-- Exercise brief --
Put each line of the data below into a JSON list of strings, with one string per line and blank lines left out.

[Source records start]

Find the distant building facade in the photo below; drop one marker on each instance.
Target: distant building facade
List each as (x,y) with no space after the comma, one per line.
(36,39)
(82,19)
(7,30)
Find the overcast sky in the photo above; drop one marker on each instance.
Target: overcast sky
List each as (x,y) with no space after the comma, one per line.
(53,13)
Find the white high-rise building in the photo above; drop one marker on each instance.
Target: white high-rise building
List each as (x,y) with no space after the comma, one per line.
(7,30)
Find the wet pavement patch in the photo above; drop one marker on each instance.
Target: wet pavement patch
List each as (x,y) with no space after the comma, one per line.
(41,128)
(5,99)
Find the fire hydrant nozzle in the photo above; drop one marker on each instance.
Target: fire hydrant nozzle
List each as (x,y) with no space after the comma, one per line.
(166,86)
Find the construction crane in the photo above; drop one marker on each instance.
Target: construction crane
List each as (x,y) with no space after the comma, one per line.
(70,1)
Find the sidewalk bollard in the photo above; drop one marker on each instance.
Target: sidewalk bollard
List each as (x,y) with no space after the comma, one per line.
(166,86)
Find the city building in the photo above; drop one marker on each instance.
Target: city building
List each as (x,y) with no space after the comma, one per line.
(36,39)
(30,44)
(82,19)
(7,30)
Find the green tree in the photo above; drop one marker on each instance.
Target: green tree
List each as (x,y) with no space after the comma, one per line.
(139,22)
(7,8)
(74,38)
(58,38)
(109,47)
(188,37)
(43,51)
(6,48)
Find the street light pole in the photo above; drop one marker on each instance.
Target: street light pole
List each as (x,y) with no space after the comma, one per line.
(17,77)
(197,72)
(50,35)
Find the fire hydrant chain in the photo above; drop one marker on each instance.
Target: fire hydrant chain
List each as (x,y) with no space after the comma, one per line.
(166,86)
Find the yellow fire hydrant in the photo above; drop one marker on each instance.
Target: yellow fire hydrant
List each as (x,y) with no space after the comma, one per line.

[Source records end]

-- Solution for this task --
[
  "Find the distant building facade in the photo below; drop one marker on each instance.",
  "Target: distant building facade",
  "List each as (x,y) with no space after the comma, one per line.",
  "(36,39)",
  "(82,19)",
  "(7,30)",
  "Find the overcast sky in the photo above; drop one marker on each instance.",
  "Target: overcast sky",
  "List each as (x,y) with no space after the comma, one per line.",
  "(53,13)",
  "Find the white high-rise building in the photo above; drop one marker on each instance.",
  "Target: white high-rise building",
  "List each as (x,y) with no space after the comma, one per line.",
  "(7,30)",
  "Find the wet pavement patch in the photo above; drop one marker on each instance.",
  "Target: wet pavement patch",
  "List each as (x,y) with no space after the comma, one per line.",
  "(41,128)",
  "(5,99)",
  "Find the fire hydrant nozzle in the photo above; drop one marker on each instance.",
  "Target: fire hydrant nozzle",
  "List each as (x,y) with no space after the comma, one per line.",
  "(166,86)",
  "Find the construction crane in the photo above; drop one marker on each instance.",
  "Target: construction crane",
  "List each as (x,y) with no space after the comma, one per line.",
  "(70,1)",
  "Find the sidewalk bollard in the photo above; drop one marker on each instance.",
  "Target: sidewalk bollard",
  "List each as (x,y) with no space after the comma, one per line.",
  "(166,86)",
  "Find the city building in the photo above; drop one marker on each instance.",
  "Target: city building",
  "List each as (x,y) with no space after the comma, one per line.",
  "(36,39)",
  "(30,44)",
  "(82,19)",
  "(7,30)",
  "Find the green tree in the photo above; drop one marker on each instance.",
  "Target: green tree",
  "List each as (x,y) with no space after the comma, one per line.",
  "(139,22)",
  "(7,8)",
  "(74,38)",
  "(58,38)",
  "(109,47)",
  "(188,37)",
  "(43,51)",
  "(6,48)",
  "Find the street light pole in the photo above; drop one marker on each instance.",
  "Target: street light pole",
  "List each as (x,y) with no space after the comma, one per line.",
  "(17,77)",
  "(197,72)",
  "(50,35)",
  "Find the fire hydrant chain in the photo above; drop one marker on each instance.",
  "Target: fire hydrant chain",
  "List each as (x,y) with no space after the comma, one per line.",
  "(166,86)",
  "Find the yellow fire hydrant in the photo above; drop one marker on each instance.",
  "Target: yellow fire hydrant",
  "List each as (x,y) with no space after the comma, one per line."
]